▸ **PROVIDED PASSAGE**
How should I record in the database that an item/product is visible by 'all' groups? - sql

A user can be in groups. And an item/product is assigned groups that can see the item. Users can see that item if they are in one of the assigned groups.
I want neither public (anonymous users in no groups) nor groupless users (logged in users not in any groups) to see the item. But I want the interface to allow assigning the item an 'all/any groups' attribute so that users that are in any group at all can see the item.
Where/How should I store this assignment?
p.s. I expect the technique to also be extended to other entities, for example I'd assign a file to a category, and groups are linked to categories. so when a file is marked as visible by the 'all/any category' then if the user (thru groups and group-categories) is linked to at least one category then the file is visible to them.
Decision:
It seemed the choice was whether to implement as a row in a entity-groups table or as fields in the entity table. The chosen answer used the former.
And either managing the group membership in a table or adding JOIN conditions. The chosen answer used the former, but I'm going to use the latter. I'm putting an indirection between the query and usage so if (when) performance is a problem I should be able to change to a managed table underneath (as suggested) without changing usage.
I've other special groups like 'admin', 'users', etc. which can also fit into the same concept (the basis simply being a list of groups) more easily than special and variable field handling for each entity.
thanks all.

I'd put it in the items table as a boolean/bit column IsVisibleToAllGroups.
It does make queries to get all items for a user a bit less straightforward but the other alternative would be to expand out "all groups" so you add a permission row for each individual group but this can potentially lead to a huge expansion in the number of rows and you still have to keep this up-to-date if an additional group is added later and somehow distinguish between a permission that was granted explicitly to all (current and future) groups and one that just happened to be granted to all groups currently in existence.
Edit You don't mention the RDBMS you are using. One other approach you could take would be to have a hierarchy of groups.
GroupId ParentGroupId Name
----------- ------------- ----------
0 NULL Base Group
1 0 Group 1
2 0 Group 2
You could then assign your "all" permissions to GroupId=0 and use (SQL Server approach below)
WITH GroupsForUser
AS (SELECT G.GroupId,
G.ParentGroupId
FROM UserGroups UG
JOIN Groups G
ON G.GroupId = UG.GroupId
WHERE UserId = #UserId
UNION ALL
SELECT G.GroupId,
G.ParentGroupId
FROM Groups G
JOIN GroupsForUser GU
ON G.GroupId = GU.ParentGroupId)
SELECT IG.ItemId
FROM GroupsForUser GU
JOIN ItemGroups IG
ON IG.GroupId = GU.GroupId

As mentioned by both Martin Smith and Mikael Eriksson, making this a property of the entity is a very tidy and straight forward approach. Purely in terms of data representation, this has a very nice feel to it.

▸ **TASKS TO COMPLETE**
[1] From the forum thread on group visibility, return the text between "How should I record" and "the assigned groups.", inclusive.
[2] List the column headings of the sample group hierarchy table in the forum thread on group visibility.

[Coordinate labeling data]
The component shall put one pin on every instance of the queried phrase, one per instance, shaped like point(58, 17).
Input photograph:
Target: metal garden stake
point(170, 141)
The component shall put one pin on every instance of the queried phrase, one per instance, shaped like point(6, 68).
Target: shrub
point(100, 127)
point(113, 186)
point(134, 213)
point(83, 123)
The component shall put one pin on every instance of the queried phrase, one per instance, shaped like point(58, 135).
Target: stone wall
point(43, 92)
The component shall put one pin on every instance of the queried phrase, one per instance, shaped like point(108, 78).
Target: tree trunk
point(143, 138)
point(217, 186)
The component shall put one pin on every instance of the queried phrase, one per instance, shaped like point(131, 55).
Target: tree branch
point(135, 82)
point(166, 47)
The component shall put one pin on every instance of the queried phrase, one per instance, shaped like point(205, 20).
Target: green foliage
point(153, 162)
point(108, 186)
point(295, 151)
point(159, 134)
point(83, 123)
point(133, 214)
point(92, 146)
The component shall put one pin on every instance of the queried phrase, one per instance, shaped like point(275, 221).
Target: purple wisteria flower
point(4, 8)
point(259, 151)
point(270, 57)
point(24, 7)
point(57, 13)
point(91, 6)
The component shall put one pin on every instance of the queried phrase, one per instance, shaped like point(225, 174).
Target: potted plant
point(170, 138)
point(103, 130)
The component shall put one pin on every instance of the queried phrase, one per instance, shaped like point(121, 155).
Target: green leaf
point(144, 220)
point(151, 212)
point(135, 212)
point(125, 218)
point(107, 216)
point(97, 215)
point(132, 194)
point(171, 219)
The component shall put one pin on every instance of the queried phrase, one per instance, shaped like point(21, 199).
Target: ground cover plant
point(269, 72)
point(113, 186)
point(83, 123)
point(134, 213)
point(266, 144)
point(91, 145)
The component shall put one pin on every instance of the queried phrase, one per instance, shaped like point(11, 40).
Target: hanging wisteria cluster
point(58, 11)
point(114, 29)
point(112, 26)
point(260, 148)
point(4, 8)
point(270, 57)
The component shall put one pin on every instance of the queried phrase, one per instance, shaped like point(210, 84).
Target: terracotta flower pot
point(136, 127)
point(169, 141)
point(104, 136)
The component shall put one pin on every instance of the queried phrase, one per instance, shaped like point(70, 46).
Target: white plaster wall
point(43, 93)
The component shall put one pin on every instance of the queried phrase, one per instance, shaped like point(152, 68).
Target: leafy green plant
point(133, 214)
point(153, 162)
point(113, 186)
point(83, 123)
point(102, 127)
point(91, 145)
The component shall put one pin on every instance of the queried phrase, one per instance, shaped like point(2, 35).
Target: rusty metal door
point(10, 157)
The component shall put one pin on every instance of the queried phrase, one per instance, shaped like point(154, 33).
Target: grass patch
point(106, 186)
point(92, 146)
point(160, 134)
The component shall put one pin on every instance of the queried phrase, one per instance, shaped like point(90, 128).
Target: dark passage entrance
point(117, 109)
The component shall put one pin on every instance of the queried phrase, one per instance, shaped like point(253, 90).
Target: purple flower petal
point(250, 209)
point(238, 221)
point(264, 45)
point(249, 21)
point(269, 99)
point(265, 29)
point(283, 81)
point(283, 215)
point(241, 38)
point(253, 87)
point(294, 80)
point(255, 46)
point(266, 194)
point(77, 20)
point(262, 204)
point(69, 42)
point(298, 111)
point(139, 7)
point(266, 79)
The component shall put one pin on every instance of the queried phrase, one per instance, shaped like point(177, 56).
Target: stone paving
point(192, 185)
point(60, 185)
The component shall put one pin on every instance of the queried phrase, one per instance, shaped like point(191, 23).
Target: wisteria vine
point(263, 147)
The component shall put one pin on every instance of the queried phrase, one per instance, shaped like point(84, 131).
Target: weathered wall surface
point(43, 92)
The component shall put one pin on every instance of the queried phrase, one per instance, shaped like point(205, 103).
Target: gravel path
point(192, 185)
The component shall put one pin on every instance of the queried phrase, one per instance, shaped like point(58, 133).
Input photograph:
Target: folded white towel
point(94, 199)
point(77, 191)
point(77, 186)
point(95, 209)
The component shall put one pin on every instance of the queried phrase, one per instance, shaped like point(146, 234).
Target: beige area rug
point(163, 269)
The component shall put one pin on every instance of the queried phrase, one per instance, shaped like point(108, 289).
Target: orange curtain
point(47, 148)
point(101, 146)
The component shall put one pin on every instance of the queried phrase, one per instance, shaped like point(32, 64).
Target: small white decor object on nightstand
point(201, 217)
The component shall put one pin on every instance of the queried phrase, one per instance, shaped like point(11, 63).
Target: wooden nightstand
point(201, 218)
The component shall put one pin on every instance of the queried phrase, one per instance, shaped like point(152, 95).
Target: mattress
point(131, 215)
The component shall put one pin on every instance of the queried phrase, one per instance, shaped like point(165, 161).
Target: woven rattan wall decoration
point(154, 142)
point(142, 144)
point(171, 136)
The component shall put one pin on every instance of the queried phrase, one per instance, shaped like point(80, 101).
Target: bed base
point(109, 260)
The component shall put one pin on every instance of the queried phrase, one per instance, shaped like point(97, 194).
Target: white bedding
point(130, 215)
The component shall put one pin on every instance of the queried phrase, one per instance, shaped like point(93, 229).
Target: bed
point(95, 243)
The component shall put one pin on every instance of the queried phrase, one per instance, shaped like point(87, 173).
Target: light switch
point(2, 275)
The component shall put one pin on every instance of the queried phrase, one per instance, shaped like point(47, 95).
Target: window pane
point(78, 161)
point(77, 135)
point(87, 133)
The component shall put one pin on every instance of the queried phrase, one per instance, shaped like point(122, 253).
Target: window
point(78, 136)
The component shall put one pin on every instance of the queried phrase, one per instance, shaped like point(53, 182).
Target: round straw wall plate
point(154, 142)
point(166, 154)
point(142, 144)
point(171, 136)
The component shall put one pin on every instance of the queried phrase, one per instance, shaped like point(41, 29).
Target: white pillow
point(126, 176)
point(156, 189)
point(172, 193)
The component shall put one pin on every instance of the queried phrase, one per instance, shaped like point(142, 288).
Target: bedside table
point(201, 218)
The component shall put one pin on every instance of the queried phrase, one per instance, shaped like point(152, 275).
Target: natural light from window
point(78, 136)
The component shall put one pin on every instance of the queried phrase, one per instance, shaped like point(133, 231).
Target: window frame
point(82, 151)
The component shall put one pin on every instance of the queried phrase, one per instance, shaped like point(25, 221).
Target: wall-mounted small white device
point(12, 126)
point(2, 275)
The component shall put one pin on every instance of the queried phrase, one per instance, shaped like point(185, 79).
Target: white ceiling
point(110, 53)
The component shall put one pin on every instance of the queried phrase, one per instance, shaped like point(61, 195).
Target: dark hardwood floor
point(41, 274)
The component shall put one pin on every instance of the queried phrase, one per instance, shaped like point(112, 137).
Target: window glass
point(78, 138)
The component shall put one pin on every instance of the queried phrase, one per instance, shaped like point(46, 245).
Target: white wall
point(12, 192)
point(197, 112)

▸ **SOLUTION SET**
[1]
How should I record in the database that an item/product is visible by 'all' groups? - sql

A user can be in groups. And an item/product is assigned groups that can see the item. Users can see that item if they are in one of the assigned groups.

[2]
GroupId
ParentGroupId
Name